■ Your assignment ■
Please return, word for word, the part of the article on machine learning accuracy below that starts with "More specifically, this" and goes on through "we define accuracy?".
Source document: Begin
How accurate is your machine learning model?

Karen Tao, Researcher
December 30, 2020

My Resume — Photo by Macau Photo Agency on Unsplash

'Tis the season to buy gifts for my niece, who receives multiple gifts from each of her uncles and aunts. Let's pretend I will build a machine learning model to predict whether she likes a gift because we all know how important it is to be the favorite aunt who also happens to be a data nerd. Assuming I have meticulously collected data of past gifts she received and whether she liked any particular present, we can build a supervised machine learning model.

More specifically, this will be a classification model. Our labels or outputs are binary—she either liked a gift or not. Each gift's features or attributes may include whether it lights up, the gift wrap that it came in, whether it makes noises, whether it is squishy, or whether it is edible. There could be other variables as well, such as whether her parents approve of the gift. Consideration for all variables is essential because missing a crucial variable could result in a machine learning model that is not accurate. But how do we define accuracy?
Source document: End
Data extracts: Begin
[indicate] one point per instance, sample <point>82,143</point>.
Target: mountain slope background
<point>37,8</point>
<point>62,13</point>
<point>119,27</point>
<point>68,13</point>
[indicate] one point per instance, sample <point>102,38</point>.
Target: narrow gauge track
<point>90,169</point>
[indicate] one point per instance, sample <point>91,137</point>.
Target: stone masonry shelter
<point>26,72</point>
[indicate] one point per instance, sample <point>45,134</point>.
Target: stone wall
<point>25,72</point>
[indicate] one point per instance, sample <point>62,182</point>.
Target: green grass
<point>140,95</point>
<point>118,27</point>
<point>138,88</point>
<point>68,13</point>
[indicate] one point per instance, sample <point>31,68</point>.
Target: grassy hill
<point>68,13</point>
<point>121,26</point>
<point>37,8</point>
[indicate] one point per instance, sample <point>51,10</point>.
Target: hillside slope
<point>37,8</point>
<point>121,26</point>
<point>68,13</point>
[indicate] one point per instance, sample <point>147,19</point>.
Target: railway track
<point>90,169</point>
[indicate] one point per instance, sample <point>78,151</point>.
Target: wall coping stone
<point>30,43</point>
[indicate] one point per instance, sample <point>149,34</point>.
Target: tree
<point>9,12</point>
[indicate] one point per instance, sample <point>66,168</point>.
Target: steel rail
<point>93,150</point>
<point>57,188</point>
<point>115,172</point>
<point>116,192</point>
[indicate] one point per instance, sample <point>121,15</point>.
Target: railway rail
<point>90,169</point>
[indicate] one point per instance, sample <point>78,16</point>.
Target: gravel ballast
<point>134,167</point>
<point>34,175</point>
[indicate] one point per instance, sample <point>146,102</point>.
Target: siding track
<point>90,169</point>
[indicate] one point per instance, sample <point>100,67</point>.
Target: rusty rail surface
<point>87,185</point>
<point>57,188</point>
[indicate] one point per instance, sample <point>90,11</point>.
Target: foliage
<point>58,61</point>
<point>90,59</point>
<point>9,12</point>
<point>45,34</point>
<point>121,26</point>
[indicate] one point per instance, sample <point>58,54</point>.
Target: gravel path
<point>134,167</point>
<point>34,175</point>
Data extracts: End
Data extracts: Begin
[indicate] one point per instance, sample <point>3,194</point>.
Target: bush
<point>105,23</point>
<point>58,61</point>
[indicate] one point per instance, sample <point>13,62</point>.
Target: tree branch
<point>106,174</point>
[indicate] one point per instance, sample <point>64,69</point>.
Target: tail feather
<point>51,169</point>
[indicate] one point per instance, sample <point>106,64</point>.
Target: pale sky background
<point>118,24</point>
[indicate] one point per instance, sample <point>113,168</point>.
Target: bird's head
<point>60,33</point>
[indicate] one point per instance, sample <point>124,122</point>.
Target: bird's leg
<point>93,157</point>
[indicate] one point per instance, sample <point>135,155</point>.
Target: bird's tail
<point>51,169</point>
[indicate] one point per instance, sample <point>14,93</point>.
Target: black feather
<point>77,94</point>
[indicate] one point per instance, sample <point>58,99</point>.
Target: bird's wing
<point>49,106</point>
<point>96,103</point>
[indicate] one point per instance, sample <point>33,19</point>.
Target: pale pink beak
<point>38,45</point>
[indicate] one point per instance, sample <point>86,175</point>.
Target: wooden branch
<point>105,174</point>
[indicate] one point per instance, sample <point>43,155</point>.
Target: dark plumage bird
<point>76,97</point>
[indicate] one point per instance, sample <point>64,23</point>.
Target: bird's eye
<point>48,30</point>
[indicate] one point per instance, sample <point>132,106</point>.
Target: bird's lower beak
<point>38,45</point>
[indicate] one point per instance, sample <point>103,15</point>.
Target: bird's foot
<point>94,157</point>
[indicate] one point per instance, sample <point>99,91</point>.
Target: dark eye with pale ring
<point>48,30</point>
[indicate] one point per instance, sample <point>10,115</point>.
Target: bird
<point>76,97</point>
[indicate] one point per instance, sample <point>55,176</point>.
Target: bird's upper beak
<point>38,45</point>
Data extracts: End
Data extracts: Begin
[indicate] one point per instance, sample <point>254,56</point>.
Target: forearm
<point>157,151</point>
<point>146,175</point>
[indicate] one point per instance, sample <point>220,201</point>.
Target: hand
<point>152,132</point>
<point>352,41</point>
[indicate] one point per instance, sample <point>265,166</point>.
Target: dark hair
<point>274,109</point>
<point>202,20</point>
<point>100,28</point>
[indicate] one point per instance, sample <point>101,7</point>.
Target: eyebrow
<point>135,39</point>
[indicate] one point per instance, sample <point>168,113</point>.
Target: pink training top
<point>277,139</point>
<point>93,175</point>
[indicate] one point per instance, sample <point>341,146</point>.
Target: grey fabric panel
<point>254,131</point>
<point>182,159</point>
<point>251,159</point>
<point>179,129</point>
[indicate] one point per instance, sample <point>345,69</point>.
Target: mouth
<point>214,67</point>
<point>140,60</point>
Data extracts: End
■ Answer to this task ■
More specifically, this will be a classification model. Our labels or outputs are binary—she either liked a gift or not. Each gift's features or attributes may include whether it lights up, the gift wrap that it came in, whether it makes noises, whether it is squishy, or whether it is edible. There could be other variables as well, such as whether her parents approve of the gift. Consideration for all variables is essential because missing a crucial variable could result in a machine learning model that is not accurate. But how do we define accuracy?